WHAT IS REQUIRED
Search the listing below for the string "slope", then copy every line it appears in.

════════════════

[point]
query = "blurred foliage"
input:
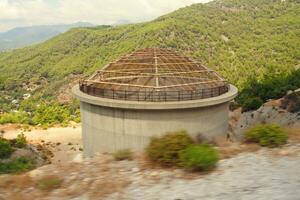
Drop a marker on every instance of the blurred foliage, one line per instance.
(271, 86)
(199, 157)
(21, 141)
(245, 41)
(18, 165)
(270, 135)
(165, 150)
(5, 149)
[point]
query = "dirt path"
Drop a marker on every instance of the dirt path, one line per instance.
(64, 142)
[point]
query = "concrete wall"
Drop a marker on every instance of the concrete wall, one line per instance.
(107, 129)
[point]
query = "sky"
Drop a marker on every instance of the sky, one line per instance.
(15, 13)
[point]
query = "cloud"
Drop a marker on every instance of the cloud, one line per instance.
(35, 12)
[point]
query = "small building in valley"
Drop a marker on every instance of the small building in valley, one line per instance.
(151, 92)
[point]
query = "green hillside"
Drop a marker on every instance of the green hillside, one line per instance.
(241, 39)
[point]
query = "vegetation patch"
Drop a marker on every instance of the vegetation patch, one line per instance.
(199, 157)
(125, 154)
(267, 135)
(18, 165)
(256, 92)
(49, 183)
(165, 150)
(291, 103)
(5, 148)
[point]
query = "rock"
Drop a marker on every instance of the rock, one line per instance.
(78, 158)
(36, 173)
(286, 152)
(154, 174)
(135, 169)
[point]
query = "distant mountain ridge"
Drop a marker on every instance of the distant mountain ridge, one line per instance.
(23, 36)
(242, 40)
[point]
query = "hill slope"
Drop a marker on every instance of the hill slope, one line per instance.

════════════════

ANSWER FOR THIS EXERCISE
query = "hill slope"
Drop a marker on every instance of the hill slope, one line per instance.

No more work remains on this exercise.